- Document text:
====
# Tools explained



## radio (Aug 27, 2013)

SKIL SAW:
A portable cutting tool used to make boards too short.

BELT SANDER:
An electric sanding tool commonly used to convert minor touch-up jobs into major refinishing jobs.

WIRE WHEEL:
Cleans paint off bolts and then throws them somewhere under the workbench with the speed of light. Also removes fingerprints and hard-earned calluses from fingers in about the time it takes you to say, 'Oh $^!t'.


DRILL PRESS:
A tall upright machine useful for suddenly snatching flat metal bar stock out of your hands so that it smacks you in the chest and flings your beer across the room, denting the freshly-painted project which you had carefully set in the corner where nothing could get to it.


Channel Locks:
Used to round off bolt heads. Sometimes used in the creation of blood-blisters.
====
- Excerpted data:
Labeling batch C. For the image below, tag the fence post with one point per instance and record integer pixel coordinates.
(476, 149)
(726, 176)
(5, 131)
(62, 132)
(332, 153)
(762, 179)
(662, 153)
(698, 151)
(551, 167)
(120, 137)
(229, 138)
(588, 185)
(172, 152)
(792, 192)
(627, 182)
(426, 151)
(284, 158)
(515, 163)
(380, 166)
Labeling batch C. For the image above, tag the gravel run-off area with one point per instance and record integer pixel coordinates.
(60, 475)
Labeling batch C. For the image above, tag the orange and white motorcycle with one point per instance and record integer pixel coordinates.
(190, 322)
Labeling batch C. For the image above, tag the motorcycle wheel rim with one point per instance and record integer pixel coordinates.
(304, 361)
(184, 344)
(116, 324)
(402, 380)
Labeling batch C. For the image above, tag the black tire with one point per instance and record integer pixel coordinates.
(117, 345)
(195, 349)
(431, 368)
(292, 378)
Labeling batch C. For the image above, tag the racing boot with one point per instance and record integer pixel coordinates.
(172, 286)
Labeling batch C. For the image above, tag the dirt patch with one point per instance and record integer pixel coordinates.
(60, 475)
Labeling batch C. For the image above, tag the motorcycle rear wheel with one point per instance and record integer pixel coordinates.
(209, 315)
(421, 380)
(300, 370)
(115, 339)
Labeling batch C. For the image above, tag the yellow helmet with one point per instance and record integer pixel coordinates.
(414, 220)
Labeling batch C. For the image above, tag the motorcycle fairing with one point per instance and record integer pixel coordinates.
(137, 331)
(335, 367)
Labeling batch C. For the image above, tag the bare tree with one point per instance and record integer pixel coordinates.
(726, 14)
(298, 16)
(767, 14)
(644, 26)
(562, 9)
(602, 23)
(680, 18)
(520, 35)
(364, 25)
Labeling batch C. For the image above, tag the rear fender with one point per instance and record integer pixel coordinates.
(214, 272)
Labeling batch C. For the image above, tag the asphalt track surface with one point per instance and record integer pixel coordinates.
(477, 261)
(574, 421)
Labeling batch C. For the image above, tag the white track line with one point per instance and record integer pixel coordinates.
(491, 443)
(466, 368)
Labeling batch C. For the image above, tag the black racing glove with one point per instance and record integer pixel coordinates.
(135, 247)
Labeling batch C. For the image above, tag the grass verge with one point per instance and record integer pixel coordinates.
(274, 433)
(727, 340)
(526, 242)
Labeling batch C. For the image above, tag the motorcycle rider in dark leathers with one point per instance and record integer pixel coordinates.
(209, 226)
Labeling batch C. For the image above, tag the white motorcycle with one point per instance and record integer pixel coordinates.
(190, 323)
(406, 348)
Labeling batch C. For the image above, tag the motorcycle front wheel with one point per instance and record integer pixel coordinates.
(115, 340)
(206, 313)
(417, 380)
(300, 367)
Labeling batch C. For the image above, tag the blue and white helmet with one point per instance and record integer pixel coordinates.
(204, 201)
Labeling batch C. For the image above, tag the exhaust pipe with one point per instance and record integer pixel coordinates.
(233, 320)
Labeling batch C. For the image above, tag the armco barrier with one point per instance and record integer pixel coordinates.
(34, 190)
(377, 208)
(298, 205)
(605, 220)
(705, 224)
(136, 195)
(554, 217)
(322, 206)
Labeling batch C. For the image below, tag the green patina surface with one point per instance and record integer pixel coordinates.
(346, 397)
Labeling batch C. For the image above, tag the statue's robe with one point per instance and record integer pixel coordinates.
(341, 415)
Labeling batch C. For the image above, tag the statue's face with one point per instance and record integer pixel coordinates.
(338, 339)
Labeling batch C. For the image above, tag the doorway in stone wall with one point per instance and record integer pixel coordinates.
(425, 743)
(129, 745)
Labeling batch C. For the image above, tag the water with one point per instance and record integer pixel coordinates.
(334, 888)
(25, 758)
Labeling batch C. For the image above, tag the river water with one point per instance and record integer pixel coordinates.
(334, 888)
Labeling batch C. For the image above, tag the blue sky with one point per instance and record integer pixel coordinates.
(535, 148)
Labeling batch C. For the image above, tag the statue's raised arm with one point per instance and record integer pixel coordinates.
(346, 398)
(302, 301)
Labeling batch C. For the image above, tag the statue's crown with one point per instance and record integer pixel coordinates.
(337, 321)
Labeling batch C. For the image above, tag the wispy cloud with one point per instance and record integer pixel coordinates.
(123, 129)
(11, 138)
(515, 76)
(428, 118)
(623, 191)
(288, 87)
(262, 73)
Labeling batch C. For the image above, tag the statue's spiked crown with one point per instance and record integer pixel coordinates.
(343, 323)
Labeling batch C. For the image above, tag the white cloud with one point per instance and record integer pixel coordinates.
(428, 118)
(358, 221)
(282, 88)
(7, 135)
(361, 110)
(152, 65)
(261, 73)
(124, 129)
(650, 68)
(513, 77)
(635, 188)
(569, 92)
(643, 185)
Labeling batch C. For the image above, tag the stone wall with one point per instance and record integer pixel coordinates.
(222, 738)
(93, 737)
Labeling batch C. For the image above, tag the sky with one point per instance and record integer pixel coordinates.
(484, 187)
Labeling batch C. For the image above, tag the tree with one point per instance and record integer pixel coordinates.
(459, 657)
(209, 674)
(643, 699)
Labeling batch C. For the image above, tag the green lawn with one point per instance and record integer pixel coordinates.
====
- What you will do:
(1) Decide whether each statement agrees with the tool definitions post, and for each give yes or no with the deciding words quoted from it: (a) The skil saw is described as a tool for making boards too short. (b) The belt sander is said to turn major refinishing jobs into minor touch-ups. (c) Channel locks are said to be used to tighten bolt heads.
(2) Extend the tool definitions post by writing more entries that follow its last one.

- Written answers:
(1)
(a) Yes: "A portable cutting tool used to make boards too short."
(b) No: "commonly used to convert minor touch-up jobs into major refinishing jobs."
(c) No: "Used to round off bolt heads."

(2)
HACKSAW:
One of a family of cutting tools built on the Ouija board principle... It transforms human energy into a crooked, unpredictable motion, and the more you attempt to influence its course, the more dismal your future becomes.

VISE-GRIPS:
Generally used after pliers to completely round off bolt heads. If nothing else is available, they can also be used to transfer intense welding heat to the palm of your hand.

OXYACETYLENE TORCH:
Used almost entirely for igniting various flammable objects in your shop and creating a fire. Also handy for igniting the grease inside the wheel hub out of which you want to remove a bearing race.

TABLE SAW:
A large stationary power tool commonly used to launch wood projectiles for testing wall integrity. Very effective for digit removal !!

HYDRAULIC FLOOR JACK:
Used for lowering an automobile to the ground after you have installed your new brake shoes, trapping the jack handle firmly under the bumper.

BAND SAW:
A large stationary power saw primarily used by most shops to cut large pieces into smaller pieces that more easily fit into the trash after you cut on the inside of the line instead of the outside edge.

TWO-TON ENGINE HOIST:
A tool for testing the maximum tensile strength of all the crap you forgot to disconnect.

PHILLIPS SCREWDRIVER:
Normally used to stab the vacuum seals under lids or for opening old-style paper-and-tin oil cans and splashing oil on your shirt; but can also be used, as the name implies, to strip out Phillips screw heads.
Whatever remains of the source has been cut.